→ PARTS OF THE EXERCISE:
• 1. In the thread on LibreOffice's default database, what license does Michael Meeks suggest the code could be incrementally rewritten to?
• 2. Pick up the thread on LibreOffice's default database after its final sentence and write the next few lines of that comment.
══ TEXT BLOCK
Thanks for that! I think I will focus on trying to improve the "alpha" driver and discuss possible ways of resolving the issues its author has mentioned with him.

--Mohsin
Comment 12 Michael Meeks 2011-11-23 04:17:04 UTC
> Thanks for that! I think I will focus on trying to improve the "alpha" driver
> and discuss possible ways of resolving the issues its author has mentioned
> with him.

Great news; licensing wise we can copy Lionel's approach with postgresql, and try to incrementally re-write the code to MPL/LGPLv3+ over time.

Anyhow - excited to see someone working on this, it's a key strategic piece for LibreOffice ! do ask out on IRC or the mailing list with any questions. Thanks.
Comment 13 enrico.weigelt 2012-03-17 08:08:31 UTC
(In reply to comment #1)
> Why changing the default database for LibreOffice? Is there any reason (besides
> being based on Java) for SQLite over HSQLDB version 2? Comparing the features,
> I don't see any reason. HSQLDB even seems to be faster in certain situations.

Assuming HSQLDB is run in JVM (instead of compiled into machine code),
sqlite is ways faster.

BUT: is this really a good way to do ?
Wouldn't moving to some generic database wrapper library (eg. uODBC)
and dropping the own wrappers completely, the better way ?
Comment 14 Lionel Elie Mamane 2012-03-19 00:04:42 UTC
(In reply to comment #13)

> BUT: is this really a good way to do ?
> Wouldn't moving to some generic database wrapper library (eg. uODBC)
> and dropping the own wrappers completely, the better way ?

For the special case of the (default) embedded database (meaning the data is in the .odb file, not "elsewhere"), using UnixODBC has real disadvantages:

 - Dependency on an extra "external" system -> less "bootstrap friendly" for the user.

 - Not only UnixODBC has to be installed, but also the right ODBC driver

 - UnixODBC & driver not only need to be installed, but also configured (odbcinst.ini) and the DSN configured (odbc.ini).

This all combines to: one cannot just mail an ODB file to another user and he/she can use it with just double-clicking on it.

Additionally:

 - I'm actually not aware of a way to embed the database within the .odb file through ODBC; maybe that would be possible? Would we need to create a DSN (in odbc.ini) for *each* odb file, and update it each time the file is moved / copied? That would be rather inconvenient for the user.


But if you have an idea of how to make that work, I am / we are listening.
Comment 15 dacm 2012-04-09 16:38:16 UTC
I'm not sure what's really behind this push for SQLite as the default engine in Base, but I can assure you that this move is viewed as a significant step backwards in the Base support-community. The issues mentioned here are completely irrelevant to Base users, and likely won't ease the development of LibO Base. The average Base user is not informed enough to assess all options before beginning a Base project, so the default must be flexible enough to meet all of their expectations (ala MS Access). HSQLDB 2.x provides that flexibility. SQLite does not.
════
══ GIVEN DATA
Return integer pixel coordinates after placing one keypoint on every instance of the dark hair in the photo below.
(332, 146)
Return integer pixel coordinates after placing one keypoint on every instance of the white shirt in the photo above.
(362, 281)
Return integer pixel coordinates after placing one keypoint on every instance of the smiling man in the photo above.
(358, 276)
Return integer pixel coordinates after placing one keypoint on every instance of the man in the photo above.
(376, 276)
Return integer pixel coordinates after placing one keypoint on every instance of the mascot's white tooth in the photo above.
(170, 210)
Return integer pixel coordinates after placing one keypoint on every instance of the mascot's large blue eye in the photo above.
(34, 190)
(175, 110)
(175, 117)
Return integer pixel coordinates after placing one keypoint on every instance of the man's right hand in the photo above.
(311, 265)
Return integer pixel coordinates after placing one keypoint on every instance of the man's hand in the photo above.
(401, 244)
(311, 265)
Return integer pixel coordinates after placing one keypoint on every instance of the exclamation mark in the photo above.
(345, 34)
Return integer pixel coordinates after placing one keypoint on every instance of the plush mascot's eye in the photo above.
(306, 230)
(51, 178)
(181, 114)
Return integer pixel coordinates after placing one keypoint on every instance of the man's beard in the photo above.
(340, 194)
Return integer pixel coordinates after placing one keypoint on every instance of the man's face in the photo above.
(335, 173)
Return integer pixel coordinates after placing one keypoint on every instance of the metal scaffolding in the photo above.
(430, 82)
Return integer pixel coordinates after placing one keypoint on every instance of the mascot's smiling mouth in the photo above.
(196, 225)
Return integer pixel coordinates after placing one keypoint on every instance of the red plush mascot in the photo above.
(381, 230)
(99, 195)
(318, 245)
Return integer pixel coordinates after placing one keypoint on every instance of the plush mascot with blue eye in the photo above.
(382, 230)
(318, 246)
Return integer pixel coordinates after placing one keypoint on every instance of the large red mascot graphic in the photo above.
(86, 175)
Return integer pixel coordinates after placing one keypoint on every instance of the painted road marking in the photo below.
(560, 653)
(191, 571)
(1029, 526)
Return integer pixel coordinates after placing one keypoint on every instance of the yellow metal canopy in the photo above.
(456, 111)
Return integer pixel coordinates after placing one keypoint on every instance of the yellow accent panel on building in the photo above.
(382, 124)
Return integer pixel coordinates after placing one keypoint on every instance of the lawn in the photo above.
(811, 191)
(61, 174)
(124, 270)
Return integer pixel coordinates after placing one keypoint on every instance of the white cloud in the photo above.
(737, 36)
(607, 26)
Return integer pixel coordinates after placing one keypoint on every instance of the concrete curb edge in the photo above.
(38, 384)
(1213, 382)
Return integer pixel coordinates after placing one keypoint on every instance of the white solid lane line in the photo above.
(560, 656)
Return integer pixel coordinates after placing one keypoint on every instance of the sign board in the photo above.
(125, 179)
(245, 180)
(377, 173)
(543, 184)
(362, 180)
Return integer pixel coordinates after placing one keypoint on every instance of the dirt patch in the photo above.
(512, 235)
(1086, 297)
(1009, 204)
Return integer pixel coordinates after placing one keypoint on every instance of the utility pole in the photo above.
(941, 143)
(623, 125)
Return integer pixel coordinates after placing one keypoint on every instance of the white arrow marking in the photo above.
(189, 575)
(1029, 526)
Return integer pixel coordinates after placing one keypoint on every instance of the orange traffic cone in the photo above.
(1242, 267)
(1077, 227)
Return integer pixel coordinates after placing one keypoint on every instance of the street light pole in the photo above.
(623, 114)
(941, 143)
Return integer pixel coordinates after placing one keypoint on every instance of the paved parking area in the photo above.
════
→ ANSWERS TO THE PROBLEMS:
• 1. MPL/LGPLv3+

• 2.
Base is enhanced by the SQL standards-compliance found with HSQLDB as this speeds the learning process. HSQLDB 2.x provides an excellent SQL features-set, adequate for virtually all Base projects. And we find that many users actually expect multi-user scalability as available with HSQLDB. These are all lost with SQLite which bucks SQL-standards, lacks many SQL features, isn't scalable, and has fallen woefully behind HSQLDB 2.x in terms of features and development pace. These inadequacies will only widen and cause immediate support-headaches as users are forced into tedious data-migration simply to achieve what HSQLDB 2.x offers out-of-the-box. 

Performance is not the primary issue as HSQLDB compares very closely with SQLite in terms of speed. Besides, H2 (cousin of HSQLDB) has proven faster than SQLite in read performance, so I suspect that Java's JIT compiler is actually quite efficient. 
http://h2database.com/html/tutorial.html#android

All Base functions are affected by the power of the database engine including Queries, Forms and Reports. For example, Base Forms are highly dependent on the SQL feature-set supplied by the underlying database engine. The more functional the engine, the more functional Forms can become. We already have users that upgrade from the default HSQLDB 1.8 engine to HSQLDB 2.x for various functions such as DATE MATH, GROUP_CONCAT, and user-defined CHECK constraints. This is a relatively simple task given the upgrade automation provided by HSQLDB 2.x for legacy HSQLDB 1.8 databases. But as most users start with the default, they'll be much more quickly disappointed with SQLite, which starts with less function than the current default and then requires tedious data-migration to adopt a more comprehensive engine like HSQLDB 2.x!

Base users currently have a default database engine that scales from single-user in the seamless 'embedded' mode, to multi-user in 'server mode' -- without engaging in data migration. This is a key feature among users making the move from MS Access. Why would we want to give up this feature to adopt SQLite?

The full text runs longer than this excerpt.